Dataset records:
[Begin]

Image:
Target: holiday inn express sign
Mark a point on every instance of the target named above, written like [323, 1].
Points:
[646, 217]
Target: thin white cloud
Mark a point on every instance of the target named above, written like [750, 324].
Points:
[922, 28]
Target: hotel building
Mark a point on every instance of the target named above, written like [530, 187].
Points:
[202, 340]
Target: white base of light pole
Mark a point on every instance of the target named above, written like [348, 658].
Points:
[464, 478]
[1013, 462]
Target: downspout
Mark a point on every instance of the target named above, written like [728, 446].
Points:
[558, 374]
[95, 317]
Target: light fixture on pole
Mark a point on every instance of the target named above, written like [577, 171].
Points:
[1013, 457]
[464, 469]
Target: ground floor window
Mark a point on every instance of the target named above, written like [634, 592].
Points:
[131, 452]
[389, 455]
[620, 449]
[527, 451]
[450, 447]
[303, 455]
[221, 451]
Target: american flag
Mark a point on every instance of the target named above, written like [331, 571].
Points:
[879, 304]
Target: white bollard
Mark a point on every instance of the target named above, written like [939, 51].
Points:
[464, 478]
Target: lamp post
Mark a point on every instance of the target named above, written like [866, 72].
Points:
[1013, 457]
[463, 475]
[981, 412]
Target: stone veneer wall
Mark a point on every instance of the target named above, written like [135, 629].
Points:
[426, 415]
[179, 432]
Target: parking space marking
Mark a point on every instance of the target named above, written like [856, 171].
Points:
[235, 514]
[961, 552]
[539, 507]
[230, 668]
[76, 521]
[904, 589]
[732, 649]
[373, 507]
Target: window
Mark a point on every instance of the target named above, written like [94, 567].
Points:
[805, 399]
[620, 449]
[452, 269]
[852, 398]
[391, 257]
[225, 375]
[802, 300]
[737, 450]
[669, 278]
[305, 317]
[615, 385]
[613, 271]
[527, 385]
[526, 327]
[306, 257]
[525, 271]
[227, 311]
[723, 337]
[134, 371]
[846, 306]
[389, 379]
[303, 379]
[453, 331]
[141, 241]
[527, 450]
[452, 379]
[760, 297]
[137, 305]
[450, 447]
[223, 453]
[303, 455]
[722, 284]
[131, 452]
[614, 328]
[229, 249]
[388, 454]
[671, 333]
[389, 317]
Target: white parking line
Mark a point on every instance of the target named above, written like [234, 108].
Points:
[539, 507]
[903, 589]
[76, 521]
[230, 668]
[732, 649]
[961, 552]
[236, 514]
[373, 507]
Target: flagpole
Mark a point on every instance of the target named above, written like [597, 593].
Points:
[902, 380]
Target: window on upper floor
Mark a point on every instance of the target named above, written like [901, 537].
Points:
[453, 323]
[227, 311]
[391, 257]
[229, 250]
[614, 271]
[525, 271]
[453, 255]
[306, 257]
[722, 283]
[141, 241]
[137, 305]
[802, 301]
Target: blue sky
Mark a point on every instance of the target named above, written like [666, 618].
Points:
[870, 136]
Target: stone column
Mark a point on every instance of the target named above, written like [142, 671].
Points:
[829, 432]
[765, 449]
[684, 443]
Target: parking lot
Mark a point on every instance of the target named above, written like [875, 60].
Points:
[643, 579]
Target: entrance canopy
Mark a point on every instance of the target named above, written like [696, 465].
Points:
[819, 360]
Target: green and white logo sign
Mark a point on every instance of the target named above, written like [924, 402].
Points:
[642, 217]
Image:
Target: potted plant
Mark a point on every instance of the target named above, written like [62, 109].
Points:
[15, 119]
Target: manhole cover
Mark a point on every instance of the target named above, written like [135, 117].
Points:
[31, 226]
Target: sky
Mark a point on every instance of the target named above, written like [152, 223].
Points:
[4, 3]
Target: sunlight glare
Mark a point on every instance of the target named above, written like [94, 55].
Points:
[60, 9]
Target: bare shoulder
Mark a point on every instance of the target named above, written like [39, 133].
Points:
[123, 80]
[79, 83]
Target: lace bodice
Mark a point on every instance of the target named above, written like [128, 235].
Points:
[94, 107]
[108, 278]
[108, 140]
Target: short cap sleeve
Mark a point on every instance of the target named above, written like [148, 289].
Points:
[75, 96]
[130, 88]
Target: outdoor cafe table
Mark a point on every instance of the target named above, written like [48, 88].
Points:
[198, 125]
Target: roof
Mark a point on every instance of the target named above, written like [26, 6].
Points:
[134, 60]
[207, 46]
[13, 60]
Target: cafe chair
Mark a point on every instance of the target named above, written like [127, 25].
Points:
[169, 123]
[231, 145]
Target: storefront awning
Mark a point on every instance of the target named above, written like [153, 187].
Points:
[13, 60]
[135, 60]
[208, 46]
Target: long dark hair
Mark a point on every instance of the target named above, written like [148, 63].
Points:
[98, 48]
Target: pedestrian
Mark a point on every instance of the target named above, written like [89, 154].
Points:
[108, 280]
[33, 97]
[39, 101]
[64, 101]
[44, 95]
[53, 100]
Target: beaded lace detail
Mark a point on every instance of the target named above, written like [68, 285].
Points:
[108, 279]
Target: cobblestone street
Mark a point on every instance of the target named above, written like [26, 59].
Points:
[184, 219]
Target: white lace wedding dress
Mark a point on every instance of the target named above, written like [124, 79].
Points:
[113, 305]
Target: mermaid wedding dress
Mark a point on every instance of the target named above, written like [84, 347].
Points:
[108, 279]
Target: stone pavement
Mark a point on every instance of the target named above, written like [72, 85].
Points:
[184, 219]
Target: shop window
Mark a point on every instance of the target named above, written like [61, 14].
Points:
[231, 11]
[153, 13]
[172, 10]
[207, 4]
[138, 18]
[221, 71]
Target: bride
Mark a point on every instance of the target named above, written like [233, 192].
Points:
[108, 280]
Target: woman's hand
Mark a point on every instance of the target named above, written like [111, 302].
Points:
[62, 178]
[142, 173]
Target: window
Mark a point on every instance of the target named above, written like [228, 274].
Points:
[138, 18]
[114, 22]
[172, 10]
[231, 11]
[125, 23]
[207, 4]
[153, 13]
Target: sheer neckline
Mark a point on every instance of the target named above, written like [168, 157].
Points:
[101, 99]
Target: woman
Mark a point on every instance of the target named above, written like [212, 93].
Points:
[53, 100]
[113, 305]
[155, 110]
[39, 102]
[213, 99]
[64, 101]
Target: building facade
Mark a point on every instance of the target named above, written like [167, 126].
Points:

[End]

Transcribe the whole listing exactly.

Written response:
Image:
Target: holiday inn express sign
Mark a point on every instance of the target named above, written like [323, 1].
Points:
[646, 217]
Target: thin white cloud
Mark a point on every instance of the target named above, written like [750, 324].
Points:
[922, 28]
Target: hotel building
Mark a point on every instance of the target named above, written like [530, 187].
Points:
[202, 340]
Target: white base of light pole
Mark a point on every instance of the target named above, written like [348, 658].
Points:
[464, 478]
[1013, 462]
Target: downspout
Mark a point on every instance of the target named above, written like [728, 446].
Points:
[558, 374]
[95, 317]
Target: light fixture on pole
Mark a point on every instance of the target named above, written like [577, 171].
Points:
[1013, 457]
[464, 469]
Target: ground floor window
Mark a point on every instance of the target named above, written like [634, 592].
Points:
[131, 452]
[389, 455]
[620, 449]
[527, 451]
[450, 447]
[303, 455]
[221, 451]
Target: american flag
Mark a point on every instance of the target named above, written like [331, 571].
Points:
[879, 304]
Target: white bollard
Mark a point on every instance of the target named above, written like [939, 51].
Points:
[464, 478]
Target: lamp post
Mark a point on every instance of the target named above, written like [866, 72].
Points:
[1013, 457]
[463, 475]
[981, 412]
Target: stone veneer wall
Mark a point on every instance of the target named above, written like [135, 629].
Points:
[426, 415]
[179, 432]
Target: parking space marking
Mark a point on every instance of the target named above, written like [856, 171].
Points:
[235, 514]
[961, 552]
[539, 507]
[230, 668]
[76, 521]
[904, 589]
[732, 649]
[373, 507]
Target: window
Mark a point on every instance of the target named above, written like [94, 567].
Points:
[805, 399]
[620, 449]
[452, 269]
[852, 398]
[391, 257]
[225, 375]
[802, 300]
[737, 450]
[669, 278]
[305, 317]
[615, 385]
[613, 271]
[527, 385]
[526, 327]
[306, 257]
[525, 271]
[227, 311]
[723, 337]
[134, 371]
[846, 306]
[389, 379]
[303, 379]
[453, 331]
[141, 241]
[527, 450]
[452, 379]
[760, 297]
[137, 305]
[450, 447]
[223, 453]
[303, 455]
[722, 284]
[131, 452]
[614, 328]
[229, 249]
[388, 454]
[671, 333]
[389, 317]
Target: white parking line
Mark a point on every instance of the target named above, written like [234, 108].
Points:
[539, 507]
[903, 589]
[76, 521]
[230, 668]
[732, 649]
[961, 552]
[236, 514]
[373, 507]
Target: flagpole
Mark a point on every instance of the target named above, written like [597, 593].
Points:
[902, 380]
Target: window on upper floor
Mark a point on every instance of the target named above, written like [901, 537].
Points:
[453, 323]
[227, 311]
[391, 257]
[229, 250]
[614, 271]
[525, 271]
[453, 255]
[306, 257]
[722, 283]
[141, 241]
[137, 305]
[802, 301]
Target: blue sky
Mark a point on every instance of the target named above, written like [666, 618].
Points:
[870, 136]
Target: stone column
Mark a point on every instance of the target named above, written like [142, 671].
Points:
[829, 432]
[765, 449]
[684, 443]
Target: parking lot
Mark a point on every instance of the target named above, written like [875, 60].
Points:
[643, 579]
Target: entrance canopy
Mark a point on every instance of the target named above, written like [696, 465].
Points:
[819, 360]
Target: green and white logo sign
Mark a point on every instance of the target named above, written like [924, 402].
Points:
[642, 217]
Image:
Target: potted plant
Mark a point on every instance of the target named above, written like [62, 109].
Points:
[15, 119]
Target: manhole cover
Mark a point on every instance of the target named above, written like [135, 117].
Points:
[31, 226]
Target: sky
Mark a point on every instance of the target named above, written like [152, 223].
Points:
[4, 3]
Target: sunlight glare
Mark a point on every instance of the target named above, written like [94, 55].
Points:
[60, 9]
Target: bare shoulder
Mark a point on every instance of the target named above, written like [39, 133].
Points:
[123, 80]
[79, 83]
Target: lace bodice
Mark a point on every instance of the target named above, written like [128, 235].
Points:
[94, 107]
[108, 278]
[108, 140]
Target: short cap sleeve
Mark a point on every instance of the target named above, written like [148, 289].
Points:
[75, 96]
[130, 88]
Target: outdoor cafe table
Mark a point on every instance of the target named above, written like [48, 88].
Points:
[198, 125]
Target: roof
Mark a point on every instance of the target named above, written like [26, 6].
Points:
[134, 60]
[207, 46]
[13, 60]
Target: cafe chair
Mark a point on every instance of the target named above, written like [127, 25].
Points:
[169, 123]
[231, 145]
Target: storefront awning
Mark a point on every instance of the target named above, written like [153, 187].
Points:
[13, 60]
[135, 60]
[208, 46]
Target: long dark hair
Mark a point on every instance of the target named above, written like [148, 63].
Points:
[98, 48]
Target: pedestrian
Mark a point on every instance of the target named above, written like [89, 154].
Points:
[108, 280]
[33, 97]
[39, 101]
[64, 101]
[44, 95]
[53, 100]
Target: beaded lace detail
Mark a point on every instance of the target named above, written like [68, 285].
Points:
[108, 279]
Target: cobblestone street
Mark a point on every instance of the target named above, written like [26, 59].
Points:
[184, 219]
Target: white lace wedding dress
Mark a point on every instance of the target named above, written like [124, 79].
Points:
[113, 305]
Target: mermaid wedding dress
Mark a point on every instance of the target named above, written like [84, 347].
Points:
[108, 279]
Target: stone pavement
Mark a point on every instance of the target named above, written like [72, 85].
Points:
[184, 219]
Target: shop window
Mark a point on every instance of the target named above, written like [61, 14].
Points:
[231, 11]
[153, 13]
[172, 10]
[207, 4]
[138, 18]
[221, 71]
Target: bride
Mark a point on every instance of the target named above, written like [233, 192].
Points:
[108, 280]
Target: woman's hand
Mark a point on every instance of the target named above, written like [111, 302].
Points:
[62, 178]
[142, 173]
Target: window
Mark a point on every instance of the target named above, written like [228, 274].
Points:
[138, 18]
[114, 22]
[172, 10]
[231, 11]
[125, 23]
[207, 4]
[153, 13]
Target: sheer neckline
Mark a point on every instance of the target named above, written like [168, 157].
Points:
[101, 99]
Target: woman
Mark a point on every instance of the target named above, written like [212, 93].
Points:
[53, 100]
[113, 305]
[155, 110]
[39, 102]
[213, 99]
[64, 101]
Target: building facade
Mark a point on every instance of the target named above, written like [167, 126].
Points:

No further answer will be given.